* What this task involves *
Every single entry must be restated word for word.

* Listed entries *
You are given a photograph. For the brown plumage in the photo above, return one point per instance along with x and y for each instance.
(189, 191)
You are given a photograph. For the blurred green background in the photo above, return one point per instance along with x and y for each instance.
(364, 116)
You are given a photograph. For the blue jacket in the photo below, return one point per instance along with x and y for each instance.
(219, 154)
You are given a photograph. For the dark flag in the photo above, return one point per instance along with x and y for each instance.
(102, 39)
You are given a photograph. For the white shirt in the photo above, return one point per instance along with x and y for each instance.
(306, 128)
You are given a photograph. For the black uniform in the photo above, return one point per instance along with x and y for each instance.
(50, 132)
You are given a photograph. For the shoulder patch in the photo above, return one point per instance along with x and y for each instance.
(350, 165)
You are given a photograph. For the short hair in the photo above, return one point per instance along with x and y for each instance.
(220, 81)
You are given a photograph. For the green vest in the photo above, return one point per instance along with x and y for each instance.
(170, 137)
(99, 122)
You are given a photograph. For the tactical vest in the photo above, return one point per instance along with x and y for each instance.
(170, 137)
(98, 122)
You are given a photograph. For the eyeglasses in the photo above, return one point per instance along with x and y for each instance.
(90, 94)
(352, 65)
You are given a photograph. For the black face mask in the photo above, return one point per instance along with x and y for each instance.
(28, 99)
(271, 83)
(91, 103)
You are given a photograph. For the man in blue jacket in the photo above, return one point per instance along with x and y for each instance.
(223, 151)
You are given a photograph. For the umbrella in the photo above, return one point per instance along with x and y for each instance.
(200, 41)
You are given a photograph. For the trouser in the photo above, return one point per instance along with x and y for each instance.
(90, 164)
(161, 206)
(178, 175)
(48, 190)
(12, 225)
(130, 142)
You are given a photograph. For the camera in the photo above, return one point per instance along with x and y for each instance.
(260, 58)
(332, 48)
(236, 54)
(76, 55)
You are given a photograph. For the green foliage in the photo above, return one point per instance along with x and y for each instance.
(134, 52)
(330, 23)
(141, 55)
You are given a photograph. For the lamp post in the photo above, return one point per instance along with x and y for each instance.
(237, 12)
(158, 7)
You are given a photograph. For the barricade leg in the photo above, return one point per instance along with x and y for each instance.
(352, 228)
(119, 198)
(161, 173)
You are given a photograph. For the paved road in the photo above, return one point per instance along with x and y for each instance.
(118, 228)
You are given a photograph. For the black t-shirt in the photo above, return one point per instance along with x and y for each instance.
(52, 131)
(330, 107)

* Your response *
You are given a photograph. For the brown plumage in the photo above, return one point per instance along with x and y for each instance.
(189, 191)
You are given a photograph. For the blurred green background in the photo above, return one point per instance along with x and y for each instance.
(364, 116)
You are given a photograph. For the blue jacket in the photo below, return one point per instance along with x and y for each instance.
(219, 154)
You are given a photograph. For the dark flag in the photo above, return one point per instance along with x and y for each instance.
(102, 39)
You are given a photograph. For the white shirt in the photo above, return one point per instance along with x and y for each instance.
(306, 128)
You are given a photograph. For the black uniform in the photo above, return one point per instance along with x and y for each instance.
(50, 132)
You are given a photograph. For the shoulder patch in the photo above, return one point per instance along with x and y for each instance.
(350, 165)
You are given a photograph. For the short hair in the photo above, return one point per instance along with x and y for each instance.
(220, 81)
You are given a photograph. For the green vest in the photo above, return one point per instance along with x and y for each instance.
(170, 137)
(99, 122)
You are given a photograph. For the tactical vest in the photo above, return one point per instance along with x and y for each instance.
(170, 137)
(98, 122)
You are given a photograph. For the eyeglasses in the photo above, return one point per instance along with x and y for each instance.
(90, 94)
(352, 65)
You are given a photograph. For the black face mask in the photo above, return one point per instance along with x and y for each instance.
(28, 99)
(271, 83)
(91, 103)
You are given a photograph. For the man in blue jacket in the photo above, return one point per instance along with x and y for each instance.
(223, 151)
You are given a photograph. For the umbrella in the photo above, return one point per instance along with x and y for each instance.
(200, 41)
You are given a photograph. For the trouser in the photo above, return one point per instance along with x and y for each instance.
(90, 164)
(161, 206)
(178, 175)
(48, 190)
(12, 225)
(130, 142)
You are given a photograph. For the camera in the photo above, return one point per instance along with x and y for each instance.
(260, 58)
(332, 48)
(236, 54)
(76, 55)
You are given a photograph. For the green foliage in the photo above, return one point per instance along with x and y for each instance.
(134, 52)
(330, 23)
(141, 55)
You are given a photograph. For the lamp post in the photo above, return one point per instance along with x and y for each instance.
(237, 12)
(158, 7)
You are given a photograph. For the barricade leg in the photo above, return one point per instance along with x and y for each instance.
(352, 228)
(119, 198)
(161, 173)
You are given a photograph. For the paved road in the photo above, return one point per instance along with x and y for each instance.
(118, 228)
You are given a photograph. For the black t-shirt in the photo above, return one point per instance along with x and y for each instance.
(52, 131)
(330, 107)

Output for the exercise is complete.